● QUOTED PASSAGE:
◆ ◆ ◆ ◆

1 year goes by, and the fear started to creep.  I wanted to go home.  However, a J1 visa required the student to not come back to the US for 2 years after the exchange year (why? I have no idea).  In addition, the year of exchange in the US would not count toward your education back in your home country.  In another word, I would have to retake my freshman year in high school.  I refused to do that, but I missed my family.  My mother kept promising me, “you will come home…. SOON….,” and I kept that word “Soon” in my heart for the next 7 years until I decided to go home all by myself.

After the J1, you will never be able to get another J1.  It’s a once in a life time visa type.  Thus, in order for me to stay in the US, I have to change my visa status from J1 to F1 (independent international student) and have to change school ( by law, you cannot attend the same school with different visa type….why? Again, I have no idea… maybe non-citizen aliens like us might get too attached.  So the journey began to change my visa status from a J1-F1 and to look for another stranger to take me in to live with them with no conditions….. and yet, God is on my side again.

◆ ◆ ◆ ◆

● DATA EXCERPT:
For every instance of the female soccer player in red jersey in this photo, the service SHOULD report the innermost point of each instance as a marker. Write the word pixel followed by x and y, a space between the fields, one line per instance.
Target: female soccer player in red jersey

◆ ◆ ◆ ◆

● AIM A: Rewrite the paragraph of the exchange visa text that begins "After the J1" as a brief bulleted list that keeps its main facts.
● AIM B:
Answer these questions from the exchange visa text, one per line:
(i) For how many years after the exchange year does a J1 visa bar the student from returning to the US?
(ii) For how many years did the writer hold on to the word "Soon"?
(iii) What kind of student does an F1 visa cover, according to the text?

● CORRECT RESULT A:
- A J1 visa can be held only once in a lifetime.
- To stay in the US, the writer had to change from J1 to F1 (independent international student) status.
- By law, a student cannot attend the same school under a different visa type, so the writer also had to change schools.
- The writer had to find another stranger willing to provide a home with no conditions, and felt that God was on the writer's side again.

● CORRECT RESULT B:
(i) 2 years
(ii) 7 years
(iii) An independent international student